[Dataset entries]
Content starts

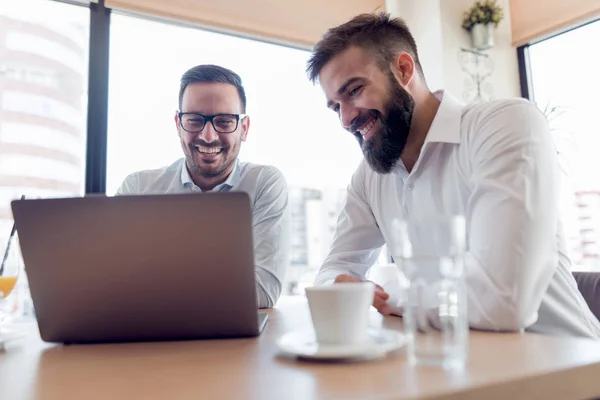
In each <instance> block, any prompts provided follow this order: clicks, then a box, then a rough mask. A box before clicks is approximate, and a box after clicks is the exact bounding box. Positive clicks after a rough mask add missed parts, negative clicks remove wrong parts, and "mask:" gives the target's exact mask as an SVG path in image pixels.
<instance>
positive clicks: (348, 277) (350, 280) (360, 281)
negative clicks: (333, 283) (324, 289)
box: [334, 274, 361, 283]
mask: <svg viewBox="0 0 600 400" xmlns="http://www.w3.org/2000/svg"><path fill="white" fill-rule="evenodd" d="M344 282H361V280H360V279H358V278H356V277H354V276H352V275H345V274H342V275H338V276H337V277H336V278H335V281H334V283H344Z"/></svg>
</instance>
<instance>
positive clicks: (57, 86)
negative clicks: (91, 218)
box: [0, 0, 89, 315]
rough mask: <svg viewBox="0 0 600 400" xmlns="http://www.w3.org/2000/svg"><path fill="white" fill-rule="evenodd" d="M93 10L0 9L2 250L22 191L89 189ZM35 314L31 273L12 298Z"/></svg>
mask: <svg viewBox="0 0 600 400" xmlns="http://www.w3.org/2000/svg"><path fill="white" fill-rule="evenodd" d="M88 32H89V10H88V9H87V8H85V7H80V6H73V5H68V4H62V3H58V2H54V1H48V0H3V1H2V7H1V8H0V54H2V57H1V58H0V249H2V254H3V250H4V249H5V247H6V243H7V239H8V236H9V233H10V230H11V226H12V223H13V221H12V212H11V210H10V202H11V201H12V200H13V199H15V198H19V197H20V196H21V195H23V194H24V195H26V196H28V197H61V196H73V195H80V194H82V193H83V188H84V175H85V131H86V129H85V122H86V110H87V100H86V96H87V72H88V41H89V39H88V35H89V33H88ZM9 300H11V301H14V302H15V304H14V307H15V308H16V309H17V315H19V314H21V315H27V314H31V313H32V310H31V301H30V299H29V291H28V289H27V282H26V279H25V274H21V279H19V283H18V284H17V289H15V292H14V293H13V294H12V295H11V296H10V297H9Z"/></svg>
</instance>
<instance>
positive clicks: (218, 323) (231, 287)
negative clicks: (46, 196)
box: [12, 192, 259, 342]
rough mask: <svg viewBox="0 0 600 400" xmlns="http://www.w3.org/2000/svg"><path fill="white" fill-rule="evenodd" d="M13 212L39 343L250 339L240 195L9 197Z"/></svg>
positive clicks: (251, 239) (244, 225) (242, 207)
mask: <svg viewBox="0 0 600 400" xmlns="http://www.w3.org/2000/svg"><path fill="white" fill-rule="evenodd" d="M12 209H13V214H14V217H15V222H16V225H17V231H18V233H19V239H20V244H21V249H22V253H23V260H24V263H25V268H26V272H27V276H28V279H29V285H30V289H31V296H32V300H33V304H34V307H35V310H36V315H37V319H38V326H39V329H40V334H41V337H42V339H43V340H45V341H54V342H111V341H144V340H175V339H197V338H217V337H242V336H253V335H257V334H258V333H259V329H258V319H257V306H256V304H257V303H256V287H255V275H254V260H253V244H252V217H251V211H250V201H249V197H248V195H247V194H246V193H240V192H229V193H201V194H180V195H152V196H119V197H105V196H93V197H84V198H68V199H43V200H16V201H14V202H13V203H12Z"/></svg>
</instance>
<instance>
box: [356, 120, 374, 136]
mask: <svg viewBox="0 0 600 400" xmlns="http://www.w3.org/2000/svg"><path fill="white" fill-rule="evenodd" d="M373 125H375V120H374V119H372V120H371V122H369V123H368V124H367V125H365V126H364V127H363V128H362V129H359V130H358V131H359V132H360V134H361V135H362V136H365V135H366V134H367V133H369V131H370V130H371V128H373Z"/></svg>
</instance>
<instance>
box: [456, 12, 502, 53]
mask: <svg viewBox="0 0 600 400" xmlns="http://www.w3.org/2000/svg"><path fill="white" fill-rule="evenodd" d="M503 18H504V11H503V10H502V7H500V5H498V3H497V0H486V1H476V2H475V3H474V4H473V6H472V7H471V8H470V9H469V10H468V11H466V12H465V13H464V16H463V23H462V27H463V28H464V29H466V30H467V31H468V32H469V35H470V36H471V46H472V47H473V49H475V50H487V49H489V48H491V47H493V46H494V29H495V28H497V27H498V24H499V23H500V21H502V19H503Z"/></svg>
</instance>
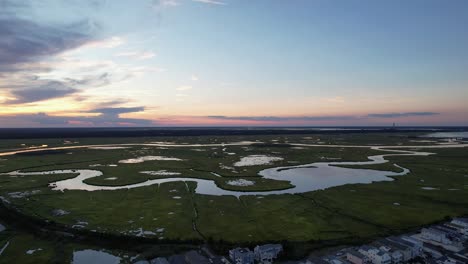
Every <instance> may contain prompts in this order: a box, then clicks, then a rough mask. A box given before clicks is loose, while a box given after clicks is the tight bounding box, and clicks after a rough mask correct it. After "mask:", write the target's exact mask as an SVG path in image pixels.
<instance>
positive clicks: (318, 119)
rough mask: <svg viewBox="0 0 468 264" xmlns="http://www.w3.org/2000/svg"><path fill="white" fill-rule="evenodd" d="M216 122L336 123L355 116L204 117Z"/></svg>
mask: <svg viewBox="0 0 468 264" xmlns="http://www.w3.org/2000/svg"><path fill="white" fill-rule="evenodd" d="M206 118H210V119H216V120H235V121H259V122H284V121H337V120H352V119H356V118H357V117H355V116H206Z"/></svg>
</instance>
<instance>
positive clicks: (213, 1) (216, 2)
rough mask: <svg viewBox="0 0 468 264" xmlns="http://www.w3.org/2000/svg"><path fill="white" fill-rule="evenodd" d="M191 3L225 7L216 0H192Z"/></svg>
mask: <svg viewBox="0 0 468 264" xmlns="http://www.w3.org/2000/svg"><path fill="white" fill-rule="evenodd" d="M192 1H193V2H199V3H204V4H211V5H226V3H225V2H222V1H218V0H192Z"/></svg>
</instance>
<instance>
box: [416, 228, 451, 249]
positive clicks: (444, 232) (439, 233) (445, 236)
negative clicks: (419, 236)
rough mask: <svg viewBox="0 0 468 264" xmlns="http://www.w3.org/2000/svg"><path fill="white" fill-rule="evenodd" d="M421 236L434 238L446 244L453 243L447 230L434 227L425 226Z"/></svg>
mask: <svg viewBox="0 0 468 264" xmlns="http://www.w3.org/2000/svg"><path fill="white" fill-rule="evenodd" d="M421 236H422V237H423V238H424V239H427V240H432V241H435V242H438V243H442V244H445V245H450V244H451V243H452V241H451V240H450V239H449V238H448V234H447V232H444V231H443V230H439V229H436V228H434V227H429V228H423V229H422V230H421Z"/></svg>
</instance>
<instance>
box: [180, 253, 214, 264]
mask: <svg viewBox="0 0 468 264" xmlns="http://www.w3.org/2000/svg"><path fill="white" fill-rule="evenodd" d="M184 255H185V261H187V262H188V263H190V264H205V263H208V262H209V261H208V259H207V258H206V257H204V256H202V255H201V254H200V253H198V252H197V251H195V250H191V251H189V252H187V253H185V254H184Z"/></svg>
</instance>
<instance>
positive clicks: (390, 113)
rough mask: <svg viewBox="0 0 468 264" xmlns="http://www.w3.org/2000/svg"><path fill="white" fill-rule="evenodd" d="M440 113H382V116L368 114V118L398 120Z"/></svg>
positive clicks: (381, 113)
mask: <svg viewBox="0 0 468 264" xmlns="http://www.w3.org/2000/svg"><path fill="white" fill-rule="evenodd" d="M439 114H440V113H435V112H404V113H381V114H368V115H367V116H368V117H377V118H397V117H412V116H435V115H439Z"/></svg>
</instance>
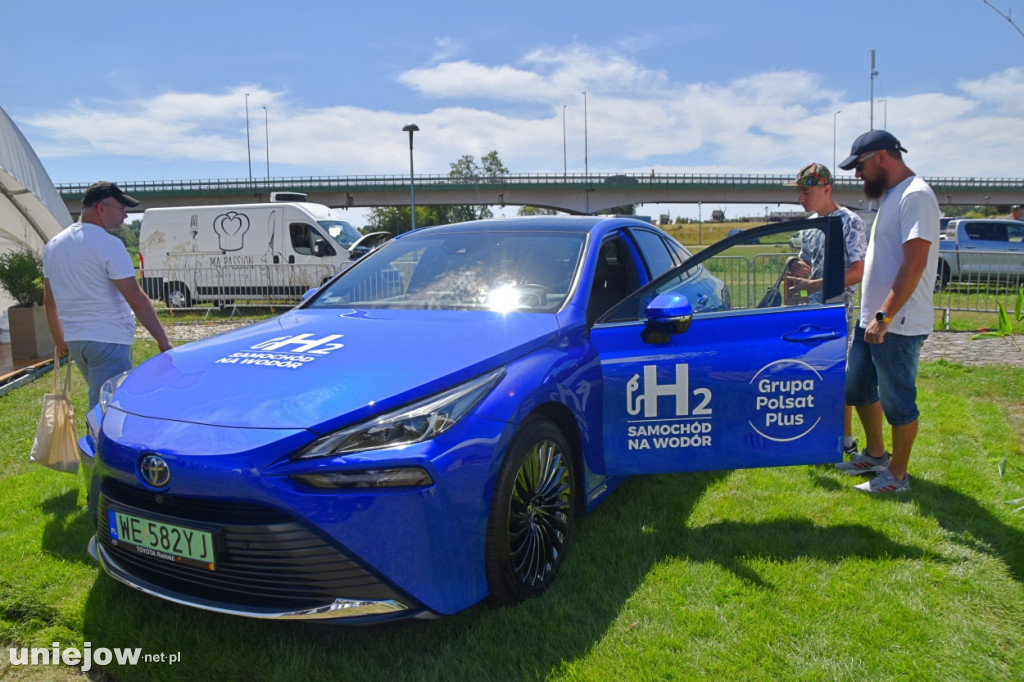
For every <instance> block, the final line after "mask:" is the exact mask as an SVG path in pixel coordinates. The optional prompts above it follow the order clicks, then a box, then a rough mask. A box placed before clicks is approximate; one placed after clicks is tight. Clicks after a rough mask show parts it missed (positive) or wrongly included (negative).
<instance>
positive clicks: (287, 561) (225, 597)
mask: <svg viewBox="0 0 1024 682" xmlns="http://www.w3.org/2000/svg"><path fill="white" fill-rule="evenodd" d="M112 509H117V510H118V511H122V512H126V513H129V514H133V515H136V516H142V517H144V518H151V519H155V520H160V521H164V522H169V523H179V524H180V523H183V524H194V525H195V524H202V525H204V526H205V527H208V528H215V532H216V538H217V541H216V542H217V546H218V560H217V567H216V570H209V569H207V568H204V567H202V566H198V565H189V564H186V563H181V562H175V561H166V560H160V559H154V558H152V557H151V556H148V555H146V554H142V553H139V552H138V551H136V548H135V546H133V545H131V544H129V543H124V542H118V541H117V540H116V539H112V537H111V535H112V534H110V532H105V531H104V530H105V527H106V526H105V519H106V517H108V513H109V511H110V510H112ZM97 511H98V514H97V516H98V518H99V524H98V529H97V532H96V535H95V536H94V537H93V538H92V540H91V541H90V543H89V554H90V555H92V556H93V558H95V559H96V560H97V561H98V562H99V564H100V565H101V566H102V567H103V569H104V570H106V572H108V573H110V574H111V576H112V577H113V578H115V579H116V580H118V581H120V582H122V583H124V584H126V585H129V586H130V587H133V588H135V589H137V590H139V591H141V592H145V593H147V594H151V595H154V596H158V597H161V598H163V599H167V600H169V601H172V602H176V603H180V604H186V605H189V606H195V607H198V608H203V609H206V610H211V611H216V612H220V613H229V614H233V615H245V616H249V617H258V619H279V620H338V619H345V620H351V619H360V620H373V621H383V620H392V619H395V620H398V619H400V620H404V619H411V617H424V616H426V617H430V616H431V614H430V613H429V611H428V610H427V609H425V608H423V607H422V606H421V605H419V604H418V603H416V602H415V601H414V600H412V599H410V598H409V597H408V596H406V595H402V594H400V593H399V592H397V591H396V590H394V589H393V588H391V587H390V586H388V585H387V584H386V583H384V582H383V581H381V580H379V579H378V578H377V577H376V576H374V574H373V573H372V572H371V571H369V570H367V569H366V568H365V567H364V566H361V565H360V564H359V563H358V562H357V561H355V560H353V559H352V558H351V557H349V556H347V555H345V554H344V552H342V551H340V550H339V549H337V548H336V547H335V546H334V545H332V544H331V543H329V542H327V541H326V540H325V539H323V538H321V537H318V536H317V535H316V534H314V532H312V531H310V530H308V529H307V528H306V527H305V526H303V525H302V524H300V523H299V522H298V521H297V520H295V519H292V518H289V517H288V516H287V515H286V514H285V513H283V512H281V511H279V510H274V509H271V508H269V507H264V506H260V505H256V504H248V503H230V504H223V503H215V502H211V501H207V500H187V499H181V498H174V497H171V496H165V495H154V494H150V493H147V492H144V491H140V489H136V488H132V487H129V486H127V485H124V484H122V483H119V482H117V481H115V480H112V479H108V480H105V481H104V482H103V484H102V488H101V491H100V494H99V497H98V510H97Z"/></svg>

Content ends

Assignment: Given the records above, reproduce precisely and only the lines between the line holding "positive clicks: (348, 277)" and the line holding "box: [0, 0, 89, 315]", inclusive.

Exercise answer:
positive clicks: (348, 277) (350, 280) (360, 281)
negative clicks: (333, 283) (324, 289)
box: [334, 274, 361, 283]
mask: <svg viewBox="0 0 600 400" xmlns="http://www.w3.org/2000/svg"><path fill="white" fill-rule="evenodd" d="M344 282H361V280H360V279H358V278H356V277H354V276H352V275H345V274H342V275H338V276H337V277H336V278H335V281H334V283H344Z"/></svg>
</instance>
<instance>
positive clicks: (57, 86)
negative clicks: (91, 218)
box: [0, 0, 89, 315]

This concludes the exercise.